Pictures are to be left out, and every entry repeated exactly.

_ _ _ _ _ _ _

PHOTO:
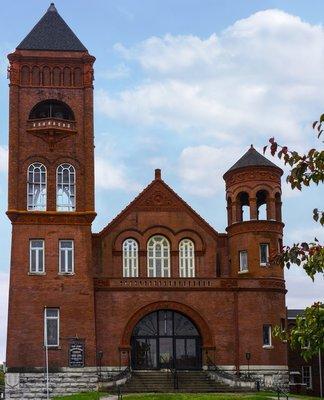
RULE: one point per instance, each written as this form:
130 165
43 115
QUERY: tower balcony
47 125
51 130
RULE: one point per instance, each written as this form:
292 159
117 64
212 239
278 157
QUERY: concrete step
163 382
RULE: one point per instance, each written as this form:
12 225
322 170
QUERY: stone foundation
269 377
32 385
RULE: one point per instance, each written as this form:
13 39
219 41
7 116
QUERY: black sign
76 354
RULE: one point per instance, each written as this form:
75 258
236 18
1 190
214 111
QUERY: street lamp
248 357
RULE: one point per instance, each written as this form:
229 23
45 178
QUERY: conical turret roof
252 158
51 33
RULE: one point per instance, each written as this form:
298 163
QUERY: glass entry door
166 339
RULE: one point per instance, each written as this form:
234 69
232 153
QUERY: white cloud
260 77
4 290
302 291
197 166
118 72
3 158
172 52
306 234
111 177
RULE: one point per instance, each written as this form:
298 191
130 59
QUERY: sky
187 86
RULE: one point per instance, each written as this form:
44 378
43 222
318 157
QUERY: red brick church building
158 285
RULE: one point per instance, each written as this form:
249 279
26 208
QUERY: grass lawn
182 396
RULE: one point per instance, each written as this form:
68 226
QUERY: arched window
35 76
130 258
262 198
187 259
52 109
46 76
56 76
242 207
65 188
278 206
25 75
67 76
158 260
229 211
36 187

_ _ _ _ _ _ _

**SOLUTION**
PHOTO:
RULE: one point per instance, each written as this form:
130 165
43 115
QUERY: tower balcony
47 125
51 130
RULE: one point per instance, each written as this form:
292 159
117 64
212 239
278 157
QUERY: concrete step
163 382
RULE: one point per instance, each written as this form:
12 225
322 170
QUERY: stone foundation
269 377
32 385
RULE: one point per instance, each written as this form:
13 39
219 41
7 116
QUERY: black sign
76 354
RULE: one point per instance, each written as this form:
75 258
236 18
1 190
214 111
QUERY: street lamp
248 357
RULE: one point per instance, each written as this form:
229 23
45 178
QUERY: conical turret roof
252 158
51 33
RULE: one point per instance, each written as this form:
298 163
QUERY: glass entry door
166 339
RULE: one point per instance, each written as this form:
234 69
232 153
QUERY: white cloud
260 77
4 290
302 291
197 166
118 72
3 158
172 52
306 234
111 177
RULE: one point per instance, each written as this form:
298 191
130 59
QUERY: sky
187 86
RULE: one point per instance, each written as this form:
44 378
43 222
318 157
QUERY: red brick church building
158 285
RULE: one point per instance, each written as this form:
249 279
26 208
QUERY: grass lawn
182 396
RULE: one point per instance, each written as this form:
68 226
QUERY: arched window
35 76
130 258
262 198
187 259
52 109
46 76
56 76
242 207
65 188
278 206
25 75
67 76
158 260
229 211
36 187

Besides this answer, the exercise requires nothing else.